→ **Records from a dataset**
-------------------------

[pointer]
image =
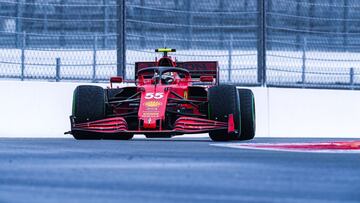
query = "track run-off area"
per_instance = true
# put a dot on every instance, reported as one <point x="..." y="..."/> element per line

-------------------------

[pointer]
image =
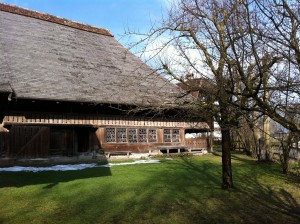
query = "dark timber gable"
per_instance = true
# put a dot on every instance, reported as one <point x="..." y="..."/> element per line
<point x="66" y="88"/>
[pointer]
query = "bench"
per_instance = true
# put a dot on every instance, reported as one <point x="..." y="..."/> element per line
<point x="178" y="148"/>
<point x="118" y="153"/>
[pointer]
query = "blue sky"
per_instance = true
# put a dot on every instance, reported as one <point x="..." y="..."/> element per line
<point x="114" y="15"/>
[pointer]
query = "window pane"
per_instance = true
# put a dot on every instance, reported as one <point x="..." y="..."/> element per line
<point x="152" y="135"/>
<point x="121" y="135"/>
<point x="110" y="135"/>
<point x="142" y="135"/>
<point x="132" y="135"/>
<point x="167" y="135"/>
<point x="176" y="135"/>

-------------------------

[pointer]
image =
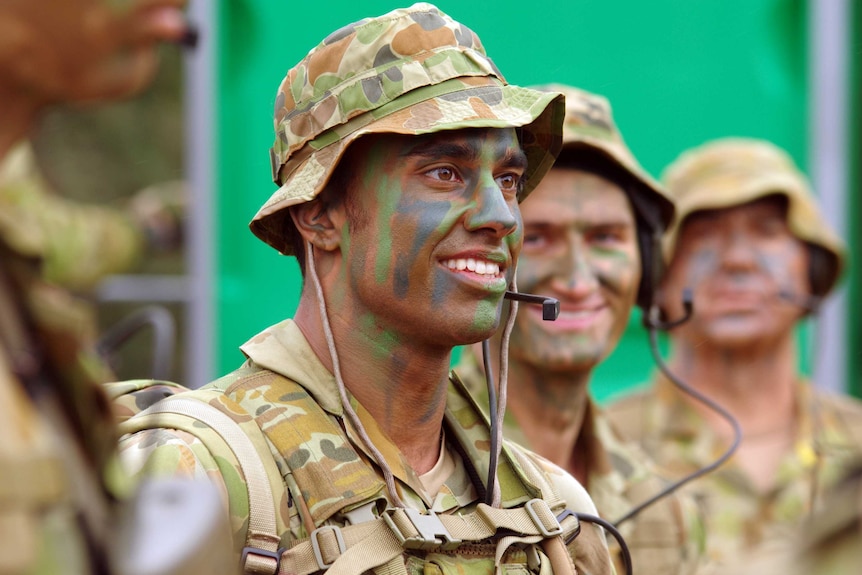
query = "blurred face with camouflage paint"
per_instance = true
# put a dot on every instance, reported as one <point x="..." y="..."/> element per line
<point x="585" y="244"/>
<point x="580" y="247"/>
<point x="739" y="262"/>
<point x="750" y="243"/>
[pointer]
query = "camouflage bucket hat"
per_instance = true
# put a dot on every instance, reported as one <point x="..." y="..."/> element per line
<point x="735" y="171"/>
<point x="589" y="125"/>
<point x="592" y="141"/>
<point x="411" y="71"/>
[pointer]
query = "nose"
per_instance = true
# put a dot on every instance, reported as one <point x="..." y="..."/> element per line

-------------------------

→ **Problem to solve**
Locate every line in the records above that contains the word "query", and copy each such line. Matching is case-sensitive.

→ **Task result**
query = "track run-off area"
query = "dark timber gable"
query = "bench"
query = "blue sky"
query = "window pane"
query = "blurred face with camouflage paint"
query = "camouflage bucket hat"
query = "nose"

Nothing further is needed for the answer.